▸ What you should do
Write out, word for word, the part of the page below on randomizing CSV columns from "This version is" to "line of randomized_col_order.".

▸ Passage to read

========================

Skip to content

Instantly share code, notes, and snippets.

@mkweskin
Created October 24, 2022 17:57
Show Gist options
  • Save mkweskin/87e78e8337013bae5d1a568278bc54bc to your computer and use it in GitHub Desktop.
Save mkweskin/87e78e8337013bae5d1a568278bc54bc to your computer and use it in GitHub Desktop.
Randomize columns in a CSV

Method to randomize column order in a csv using the BASH

I received a question about how to randomize column order in a text file. I came up with the method that using common Unix command line tools (sort, sed, tr, join) and the BASH shell. It has been tested on the BSD command line tools in macOS 12 (running zsh) and gnu command line tools BASH on CentOS (running bash).

NOTE: this does not handle quoted commas in the CSV. The only commas should be the delimiters.

Randomize all columns

NUM_COLS=10
NUM_RANDOMIZED_OUTPUT=5
INPUT_FILE=input.csv
OUTPUT_PREFIX=output

seq 1 ${NUM_COLS} > cols
for x in `seq 1 ${NUM_RANDOMIZED_OUTPUT}`; do
  sort --random-sort cols | sed -r 's/^/1./' | tr "\n" , | sed -r 's/,$//'
  echo
done >randomized_col_order

for y in `seq 1 ${NUM_RANDOMIZED_OUTPUT}`; do
  current_order=`sed -n ${y}p randomized_col_order`
  join -t, -o "${current_order}" ${INPUT_FILE} ${INPUT_FILE} > ${OUTPUT_PREFIX}_${y}
done

rm cols randomized_col_order

Example output

input.csv:

1,2,3,4,5,6,7,8,9,10

Output files:

ls output_*
output_1
output_2
output_3
output_4
output_5

cat output_*
3,8,1,9,2,4,6,5,10,7
3,1,7,4,10,9,6,2,8,5
6,1,10,8,7,3,5,2,4,9
5,3,2,4,7,6,1,9,8,10
6,4,3,2,7,9,8,1,5,10

Randomize columns, but keep first column in-place

This version is modified such that the first column position is not randomized. This would be for cases where the first column is an identifier column. The changes to the code are seq 1 ${NUM_COLS} > cols becomes seq 2 ${NUM_COLS} > cols and the addition of echo -n "1.1," to the beginning of each line of randomized_col_order.

========================

▸ Data listing
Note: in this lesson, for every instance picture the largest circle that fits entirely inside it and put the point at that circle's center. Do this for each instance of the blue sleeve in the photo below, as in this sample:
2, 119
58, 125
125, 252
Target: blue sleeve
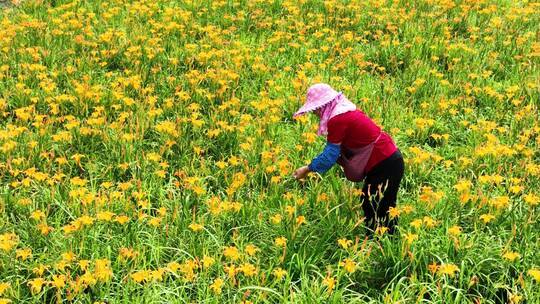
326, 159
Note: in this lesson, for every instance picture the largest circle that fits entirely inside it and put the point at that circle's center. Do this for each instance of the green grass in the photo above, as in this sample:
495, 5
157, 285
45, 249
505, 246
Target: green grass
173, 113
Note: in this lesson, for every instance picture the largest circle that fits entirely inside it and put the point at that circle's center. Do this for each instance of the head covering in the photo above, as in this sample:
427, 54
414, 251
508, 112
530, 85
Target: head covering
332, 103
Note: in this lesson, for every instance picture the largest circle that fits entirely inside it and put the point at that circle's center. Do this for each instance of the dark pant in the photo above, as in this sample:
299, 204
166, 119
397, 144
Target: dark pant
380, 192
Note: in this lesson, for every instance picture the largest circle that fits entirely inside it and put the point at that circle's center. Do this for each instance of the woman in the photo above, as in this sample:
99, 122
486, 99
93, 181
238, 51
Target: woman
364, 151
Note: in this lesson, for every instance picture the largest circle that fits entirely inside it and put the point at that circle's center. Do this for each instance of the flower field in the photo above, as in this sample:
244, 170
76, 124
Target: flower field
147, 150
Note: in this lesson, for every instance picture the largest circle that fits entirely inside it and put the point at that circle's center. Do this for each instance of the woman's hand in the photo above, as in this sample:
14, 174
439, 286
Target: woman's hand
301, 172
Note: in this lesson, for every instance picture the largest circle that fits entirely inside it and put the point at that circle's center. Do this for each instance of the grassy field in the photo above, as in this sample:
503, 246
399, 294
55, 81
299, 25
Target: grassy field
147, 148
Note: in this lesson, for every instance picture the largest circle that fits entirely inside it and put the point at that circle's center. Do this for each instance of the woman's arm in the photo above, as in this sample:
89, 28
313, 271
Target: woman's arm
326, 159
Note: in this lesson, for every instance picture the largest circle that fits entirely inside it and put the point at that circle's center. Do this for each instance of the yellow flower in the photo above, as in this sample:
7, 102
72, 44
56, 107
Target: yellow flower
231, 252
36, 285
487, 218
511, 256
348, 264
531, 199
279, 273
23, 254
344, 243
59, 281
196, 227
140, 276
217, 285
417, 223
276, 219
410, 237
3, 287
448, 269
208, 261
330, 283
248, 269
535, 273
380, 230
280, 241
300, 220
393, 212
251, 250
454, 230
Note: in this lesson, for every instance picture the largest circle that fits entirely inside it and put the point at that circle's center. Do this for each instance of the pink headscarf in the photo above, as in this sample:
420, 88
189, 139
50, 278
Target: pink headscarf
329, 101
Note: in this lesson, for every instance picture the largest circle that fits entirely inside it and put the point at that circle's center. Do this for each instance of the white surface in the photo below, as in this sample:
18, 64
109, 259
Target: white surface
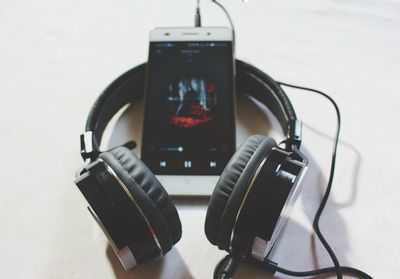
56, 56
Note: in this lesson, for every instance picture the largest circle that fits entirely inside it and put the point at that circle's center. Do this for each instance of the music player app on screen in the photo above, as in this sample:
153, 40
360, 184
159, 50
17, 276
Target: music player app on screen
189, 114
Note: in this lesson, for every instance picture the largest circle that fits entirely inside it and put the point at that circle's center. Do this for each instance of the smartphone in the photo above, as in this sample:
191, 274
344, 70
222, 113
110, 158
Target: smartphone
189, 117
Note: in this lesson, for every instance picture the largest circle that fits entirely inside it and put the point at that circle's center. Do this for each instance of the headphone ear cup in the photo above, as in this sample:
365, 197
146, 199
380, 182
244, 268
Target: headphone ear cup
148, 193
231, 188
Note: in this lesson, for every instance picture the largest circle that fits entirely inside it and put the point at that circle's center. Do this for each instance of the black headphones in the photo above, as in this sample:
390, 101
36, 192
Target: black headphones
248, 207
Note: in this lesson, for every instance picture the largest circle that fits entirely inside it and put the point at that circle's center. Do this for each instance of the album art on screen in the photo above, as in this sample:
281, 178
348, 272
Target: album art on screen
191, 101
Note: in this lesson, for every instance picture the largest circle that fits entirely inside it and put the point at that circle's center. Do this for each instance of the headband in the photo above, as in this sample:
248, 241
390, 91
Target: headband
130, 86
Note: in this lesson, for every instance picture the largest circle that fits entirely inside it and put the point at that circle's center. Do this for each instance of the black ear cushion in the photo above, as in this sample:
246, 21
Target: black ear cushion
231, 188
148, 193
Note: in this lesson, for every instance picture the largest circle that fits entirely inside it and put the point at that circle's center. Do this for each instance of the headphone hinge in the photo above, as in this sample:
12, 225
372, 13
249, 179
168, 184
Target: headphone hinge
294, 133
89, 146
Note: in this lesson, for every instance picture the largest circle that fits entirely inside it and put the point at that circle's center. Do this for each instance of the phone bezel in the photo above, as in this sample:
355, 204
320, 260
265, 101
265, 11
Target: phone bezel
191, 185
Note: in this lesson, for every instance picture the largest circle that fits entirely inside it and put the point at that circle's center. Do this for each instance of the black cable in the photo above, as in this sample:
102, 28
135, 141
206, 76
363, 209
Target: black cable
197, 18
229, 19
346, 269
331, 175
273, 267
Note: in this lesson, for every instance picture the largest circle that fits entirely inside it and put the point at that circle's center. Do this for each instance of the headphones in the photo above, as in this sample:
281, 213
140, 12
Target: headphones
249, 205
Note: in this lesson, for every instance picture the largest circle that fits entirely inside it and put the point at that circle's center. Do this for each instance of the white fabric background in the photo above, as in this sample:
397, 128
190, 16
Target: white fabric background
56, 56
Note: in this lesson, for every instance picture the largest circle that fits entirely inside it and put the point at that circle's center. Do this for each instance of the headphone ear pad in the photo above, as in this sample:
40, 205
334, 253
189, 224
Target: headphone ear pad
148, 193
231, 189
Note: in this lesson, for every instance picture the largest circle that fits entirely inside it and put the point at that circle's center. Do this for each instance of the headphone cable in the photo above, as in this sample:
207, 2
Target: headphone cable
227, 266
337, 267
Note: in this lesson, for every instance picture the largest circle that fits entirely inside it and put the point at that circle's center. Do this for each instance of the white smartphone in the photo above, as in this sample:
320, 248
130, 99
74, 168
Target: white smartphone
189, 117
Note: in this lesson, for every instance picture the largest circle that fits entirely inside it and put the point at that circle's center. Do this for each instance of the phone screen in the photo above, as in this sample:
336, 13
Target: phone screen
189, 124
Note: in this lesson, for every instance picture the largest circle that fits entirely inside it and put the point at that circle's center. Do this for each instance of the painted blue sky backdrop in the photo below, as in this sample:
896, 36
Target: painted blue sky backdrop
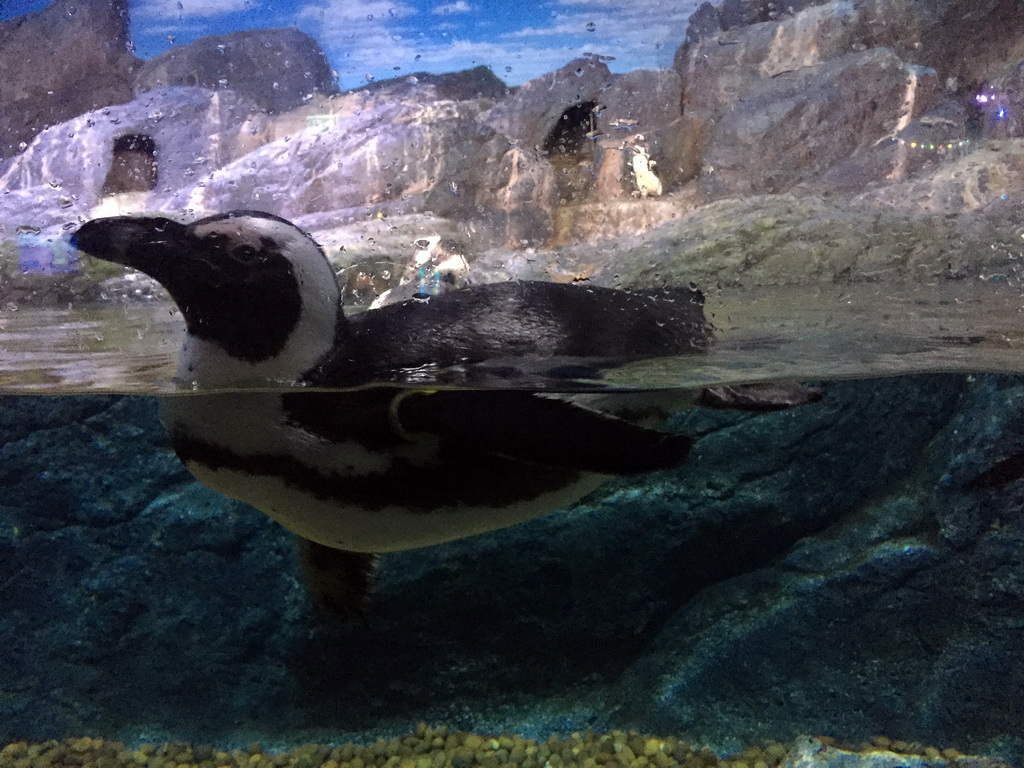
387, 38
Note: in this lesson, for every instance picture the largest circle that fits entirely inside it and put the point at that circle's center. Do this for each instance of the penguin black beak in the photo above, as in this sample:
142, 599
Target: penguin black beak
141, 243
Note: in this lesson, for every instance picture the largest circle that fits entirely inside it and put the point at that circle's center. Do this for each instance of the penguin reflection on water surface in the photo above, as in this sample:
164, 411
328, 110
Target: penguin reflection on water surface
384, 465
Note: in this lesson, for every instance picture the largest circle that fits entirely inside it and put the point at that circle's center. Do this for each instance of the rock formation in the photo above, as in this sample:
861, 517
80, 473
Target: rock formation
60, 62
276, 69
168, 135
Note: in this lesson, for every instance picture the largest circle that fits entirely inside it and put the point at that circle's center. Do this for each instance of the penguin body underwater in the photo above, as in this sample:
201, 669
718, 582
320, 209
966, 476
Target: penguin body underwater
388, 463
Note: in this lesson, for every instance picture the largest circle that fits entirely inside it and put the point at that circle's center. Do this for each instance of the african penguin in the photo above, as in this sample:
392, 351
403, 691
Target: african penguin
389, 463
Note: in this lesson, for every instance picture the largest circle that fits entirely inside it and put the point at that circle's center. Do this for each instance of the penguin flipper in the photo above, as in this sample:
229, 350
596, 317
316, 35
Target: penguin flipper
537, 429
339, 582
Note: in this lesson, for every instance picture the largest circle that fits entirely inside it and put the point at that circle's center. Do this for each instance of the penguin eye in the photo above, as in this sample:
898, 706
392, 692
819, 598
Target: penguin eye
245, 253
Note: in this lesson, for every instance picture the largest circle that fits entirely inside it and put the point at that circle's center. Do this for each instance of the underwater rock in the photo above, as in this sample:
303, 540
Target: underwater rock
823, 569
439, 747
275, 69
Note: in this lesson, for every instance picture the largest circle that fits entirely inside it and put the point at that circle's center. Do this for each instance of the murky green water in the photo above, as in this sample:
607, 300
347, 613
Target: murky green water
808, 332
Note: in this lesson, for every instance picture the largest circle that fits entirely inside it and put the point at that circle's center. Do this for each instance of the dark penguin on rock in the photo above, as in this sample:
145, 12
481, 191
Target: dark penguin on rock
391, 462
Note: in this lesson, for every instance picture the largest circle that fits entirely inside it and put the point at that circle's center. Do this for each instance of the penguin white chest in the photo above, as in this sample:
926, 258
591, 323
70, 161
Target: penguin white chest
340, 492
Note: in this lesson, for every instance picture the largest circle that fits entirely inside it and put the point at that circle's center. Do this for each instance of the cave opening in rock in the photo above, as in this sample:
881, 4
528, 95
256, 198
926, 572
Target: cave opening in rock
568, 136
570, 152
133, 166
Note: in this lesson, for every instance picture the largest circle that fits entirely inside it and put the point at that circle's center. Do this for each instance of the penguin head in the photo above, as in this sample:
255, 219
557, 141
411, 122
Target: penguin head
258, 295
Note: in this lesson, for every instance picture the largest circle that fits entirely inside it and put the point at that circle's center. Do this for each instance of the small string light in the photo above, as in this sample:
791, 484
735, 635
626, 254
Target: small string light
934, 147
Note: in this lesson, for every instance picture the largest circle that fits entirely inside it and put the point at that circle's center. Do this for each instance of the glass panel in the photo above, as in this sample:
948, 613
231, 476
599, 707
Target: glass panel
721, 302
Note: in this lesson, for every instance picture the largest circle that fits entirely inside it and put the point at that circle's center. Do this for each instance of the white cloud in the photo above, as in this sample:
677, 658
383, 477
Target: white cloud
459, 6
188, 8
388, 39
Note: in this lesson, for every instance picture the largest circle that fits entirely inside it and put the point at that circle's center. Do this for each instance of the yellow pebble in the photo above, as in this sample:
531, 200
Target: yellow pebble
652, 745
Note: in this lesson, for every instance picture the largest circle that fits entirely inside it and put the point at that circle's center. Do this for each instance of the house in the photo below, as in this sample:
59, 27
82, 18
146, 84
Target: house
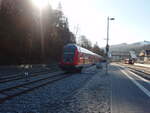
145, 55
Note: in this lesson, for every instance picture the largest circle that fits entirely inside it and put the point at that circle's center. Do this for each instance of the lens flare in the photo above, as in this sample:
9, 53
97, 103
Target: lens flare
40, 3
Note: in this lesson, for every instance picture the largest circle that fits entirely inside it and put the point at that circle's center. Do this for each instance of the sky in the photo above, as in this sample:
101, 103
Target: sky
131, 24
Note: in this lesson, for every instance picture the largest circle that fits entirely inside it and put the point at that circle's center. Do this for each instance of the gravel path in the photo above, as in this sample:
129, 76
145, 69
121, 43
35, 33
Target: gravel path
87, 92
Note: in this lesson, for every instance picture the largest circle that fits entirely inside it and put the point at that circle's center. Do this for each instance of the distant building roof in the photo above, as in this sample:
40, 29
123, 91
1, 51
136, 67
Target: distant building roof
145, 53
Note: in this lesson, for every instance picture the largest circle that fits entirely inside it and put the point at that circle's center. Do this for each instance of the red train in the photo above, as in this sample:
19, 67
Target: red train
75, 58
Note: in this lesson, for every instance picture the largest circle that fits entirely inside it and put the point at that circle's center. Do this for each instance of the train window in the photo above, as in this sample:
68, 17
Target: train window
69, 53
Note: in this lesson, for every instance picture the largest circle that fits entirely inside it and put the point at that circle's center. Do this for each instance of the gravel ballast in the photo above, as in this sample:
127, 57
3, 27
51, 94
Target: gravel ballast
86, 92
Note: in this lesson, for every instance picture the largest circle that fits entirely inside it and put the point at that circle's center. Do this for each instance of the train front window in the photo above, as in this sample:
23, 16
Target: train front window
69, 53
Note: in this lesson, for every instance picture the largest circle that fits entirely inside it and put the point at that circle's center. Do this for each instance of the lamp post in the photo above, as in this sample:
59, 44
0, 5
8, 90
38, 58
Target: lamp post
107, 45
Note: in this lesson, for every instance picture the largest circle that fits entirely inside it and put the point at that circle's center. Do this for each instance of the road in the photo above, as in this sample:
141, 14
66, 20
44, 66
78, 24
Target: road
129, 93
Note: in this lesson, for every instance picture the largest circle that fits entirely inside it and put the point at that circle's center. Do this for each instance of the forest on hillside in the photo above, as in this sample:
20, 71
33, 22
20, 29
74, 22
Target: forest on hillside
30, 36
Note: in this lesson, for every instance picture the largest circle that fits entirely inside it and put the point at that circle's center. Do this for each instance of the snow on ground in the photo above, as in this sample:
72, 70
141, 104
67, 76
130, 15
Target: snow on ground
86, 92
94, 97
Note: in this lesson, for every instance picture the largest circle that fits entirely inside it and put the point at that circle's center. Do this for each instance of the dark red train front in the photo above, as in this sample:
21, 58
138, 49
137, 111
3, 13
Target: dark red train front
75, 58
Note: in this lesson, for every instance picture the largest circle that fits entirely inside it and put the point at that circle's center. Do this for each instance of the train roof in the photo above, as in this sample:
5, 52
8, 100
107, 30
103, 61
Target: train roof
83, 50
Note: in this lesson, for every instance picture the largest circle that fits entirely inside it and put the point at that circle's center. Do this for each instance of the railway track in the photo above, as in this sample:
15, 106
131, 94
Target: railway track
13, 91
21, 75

========================

▸ Result of this exercise
This version is modified such that the first column position is not randomized. This would be for cases where the first column is an identifier column. The changes to the code are seq 1 ${NUM_COLS} > cols becomes seq 2 ${NUM_COLS} > cols and the addition of echo -n "1.1," to the beginning of each line of randomized_col_order.